▶ [What needs to be done]
Please reproduce verbatim the lines of the entries between the one holding "Outline every instance of the helmet visor." and the one holding "206), (444, 203)]", inclusive, leaving out the pictures.

-- start --

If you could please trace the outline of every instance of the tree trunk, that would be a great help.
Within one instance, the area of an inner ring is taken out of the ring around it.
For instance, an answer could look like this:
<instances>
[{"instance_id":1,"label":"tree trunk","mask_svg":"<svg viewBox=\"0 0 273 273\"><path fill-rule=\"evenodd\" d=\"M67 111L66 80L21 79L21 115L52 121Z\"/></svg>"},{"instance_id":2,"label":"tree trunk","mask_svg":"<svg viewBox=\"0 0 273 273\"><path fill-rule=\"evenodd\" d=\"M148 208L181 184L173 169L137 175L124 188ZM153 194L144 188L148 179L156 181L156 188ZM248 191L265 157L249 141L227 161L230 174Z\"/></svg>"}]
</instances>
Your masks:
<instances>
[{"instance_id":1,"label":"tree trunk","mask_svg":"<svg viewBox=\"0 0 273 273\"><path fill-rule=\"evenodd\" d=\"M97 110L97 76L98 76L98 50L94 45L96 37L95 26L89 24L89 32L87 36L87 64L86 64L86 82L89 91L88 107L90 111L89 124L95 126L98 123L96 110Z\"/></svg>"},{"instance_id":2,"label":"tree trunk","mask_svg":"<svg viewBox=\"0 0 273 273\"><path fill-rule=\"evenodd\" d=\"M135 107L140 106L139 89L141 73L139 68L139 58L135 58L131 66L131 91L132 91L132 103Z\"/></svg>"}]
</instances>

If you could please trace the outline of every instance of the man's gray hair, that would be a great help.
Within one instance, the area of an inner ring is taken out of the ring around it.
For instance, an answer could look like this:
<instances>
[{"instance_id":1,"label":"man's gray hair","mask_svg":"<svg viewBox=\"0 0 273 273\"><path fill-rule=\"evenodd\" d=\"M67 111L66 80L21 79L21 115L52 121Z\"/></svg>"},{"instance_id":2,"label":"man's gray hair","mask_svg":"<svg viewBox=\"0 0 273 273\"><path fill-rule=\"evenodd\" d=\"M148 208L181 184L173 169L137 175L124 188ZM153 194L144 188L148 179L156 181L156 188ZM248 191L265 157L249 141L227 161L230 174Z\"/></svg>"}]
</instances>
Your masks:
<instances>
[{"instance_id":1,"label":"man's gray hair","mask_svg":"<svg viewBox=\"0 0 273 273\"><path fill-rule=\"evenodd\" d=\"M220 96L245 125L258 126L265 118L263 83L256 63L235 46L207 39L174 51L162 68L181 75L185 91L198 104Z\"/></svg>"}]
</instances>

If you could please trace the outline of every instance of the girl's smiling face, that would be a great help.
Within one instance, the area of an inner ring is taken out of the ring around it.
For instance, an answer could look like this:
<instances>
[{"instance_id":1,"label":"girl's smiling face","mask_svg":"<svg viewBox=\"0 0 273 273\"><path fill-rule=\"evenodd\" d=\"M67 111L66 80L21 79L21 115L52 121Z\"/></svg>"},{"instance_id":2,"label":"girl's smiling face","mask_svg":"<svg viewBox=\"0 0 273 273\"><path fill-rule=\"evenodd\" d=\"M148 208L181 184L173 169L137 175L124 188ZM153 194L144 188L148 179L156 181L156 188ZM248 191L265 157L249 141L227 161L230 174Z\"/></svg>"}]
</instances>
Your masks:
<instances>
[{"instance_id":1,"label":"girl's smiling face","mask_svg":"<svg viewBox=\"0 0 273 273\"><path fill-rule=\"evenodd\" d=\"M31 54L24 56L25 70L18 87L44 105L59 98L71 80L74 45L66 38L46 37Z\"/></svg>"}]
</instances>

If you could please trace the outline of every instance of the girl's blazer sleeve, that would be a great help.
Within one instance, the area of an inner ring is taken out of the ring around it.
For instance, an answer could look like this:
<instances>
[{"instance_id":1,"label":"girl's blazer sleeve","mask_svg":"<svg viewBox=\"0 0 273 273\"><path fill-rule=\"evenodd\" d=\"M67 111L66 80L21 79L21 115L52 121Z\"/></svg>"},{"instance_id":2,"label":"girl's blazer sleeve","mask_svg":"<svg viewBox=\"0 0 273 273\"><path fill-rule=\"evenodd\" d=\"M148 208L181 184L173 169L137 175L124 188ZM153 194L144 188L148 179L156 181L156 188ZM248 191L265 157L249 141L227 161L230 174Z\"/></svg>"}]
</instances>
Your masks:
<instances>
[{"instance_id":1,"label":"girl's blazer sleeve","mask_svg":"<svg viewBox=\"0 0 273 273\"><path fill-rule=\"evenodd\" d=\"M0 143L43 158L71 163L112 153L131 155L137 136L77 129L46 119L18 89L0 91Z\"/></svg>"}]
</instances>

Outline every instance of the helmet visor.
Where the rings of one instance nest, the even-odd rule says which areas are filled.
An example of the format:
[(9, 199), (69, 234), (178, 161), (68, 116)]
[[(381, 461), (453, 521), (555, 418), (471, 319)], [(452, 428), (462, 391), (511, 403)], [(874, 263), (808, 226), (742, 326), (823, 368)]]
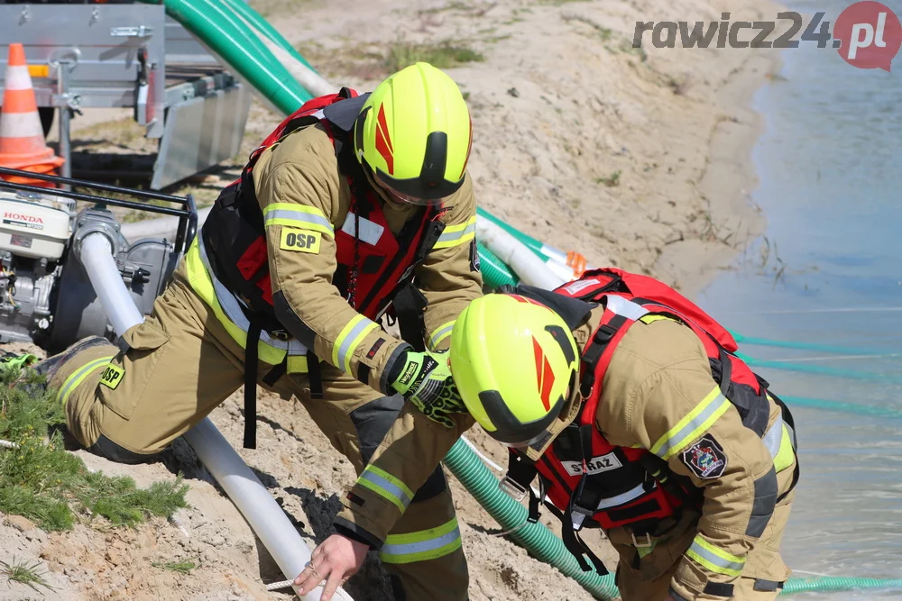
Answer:
[(449, 196), (439, 196), (438, 198), (420, 198), (419, 196), (414, 196), (410, 194), (404, 194), (403, 192), (399, 192), (398, 190), (382, 184), (382, 187), (388, 193), (389, 196), (392, 200), (399, 203), (408, 203), (409, 205), (417, 205), (419, 206), (438, 206), (444, 203)]

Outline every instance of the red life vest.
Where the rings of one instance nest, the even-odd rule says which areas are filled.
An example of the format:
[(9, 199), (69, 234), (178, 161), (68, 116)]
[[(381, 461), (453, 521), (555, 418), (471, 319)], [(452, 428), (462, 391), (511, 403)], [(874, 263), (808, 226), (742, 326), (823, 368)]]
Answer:
[[(688, 479), (673, 474), (663, 460), (644, 449), (614, 446), (595, 426), (605, 371), (630, 327), (646, 314), (673, 317), (689, 326), (704, 345), (712, 375), (723, 396), (739, 410), (743, 424), (759, 436), (764, 434), (769, 421), (768, 384), (732, 354), (738, 346), (726, 329), (653, 278), (607, 268), (586, 272), (555, 292), (605, 306), (582, 352), (583, 406), (575, 423), (555, 439), (534, 466), (513, 454), (508, 478), (525, 488), (538, 471), (543, 494), (564, 521), (567, 548), (584, 569), (589, 569), (582, 558), (586, 553), (596, 569), (605, 573), (601, 561), (575, 534), (584, 524), (604, 529), (629, 526), (634, 535), (659, 536), (676, 525), (681, 507), (689, 505), (697, 509), (702, 502), (701, 492)], [(792, 425), (788, 410), (771, 396), (781, 405), (784, 420)], [(538, 499), (533, 499), (530, 509), (538, 517)]]
[[(391, 232), (382, 201), (354, 157), (354, 117), (365, 99), (365, 95), (343, 88), (337, 94), (305, 103), (251, 153), (241, 177), (223, 190), (204, 224), (204, 245), (217, 279), (251, 308), (254, 314), (248, 315), (249, 319), (272, 333), (287, 335), (287, 330), (273, 310), (263, 218), (252, 173), (263, 150), (289, 133), (319, 123), (335, 146), (352, 201), (345, 222), (336, 224), (338, 266), (333, 284), (362, 314), (375, 321), (389, 309), (393, 296), (411, 281), (414, 268), (426, 258), (445, 228), (438, 220), (444, 209), (424, 207), (397, 235)], [(337, 109), (342, 103), (353, 105), (342, 105), (336, 114), (343, 118), (331, 119), (329, 107)]]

-- end --

▶ [Task response]
Outline every instance of the helmet visor.
Where the rings of one instance nest, the even-odd rule says which areas are filled.
An example of the format:
[(9, 199), (69, 234), (178, 161), (68, 116)]
[[(381, 461), (453, 521), (555, 418), (471, 319)], [(452, 428), (462, 391), (511, 403)], [(874, 263), (808, 226), (742, 326), (823, 368)]]
Answer:
[(449, 196), (439, 196), (438, 198), (420, 198), (419, 196), (414, 196), (410, 194), (404, 194), (403, 192), (399, 192), (398, 190), (382, 184), (382, 187), (388, 193), (389, 196), (392, 200), (399, 203), (408, 203), (409, 205), (417, 205), (419, 206), (438, 206), (444, 203)]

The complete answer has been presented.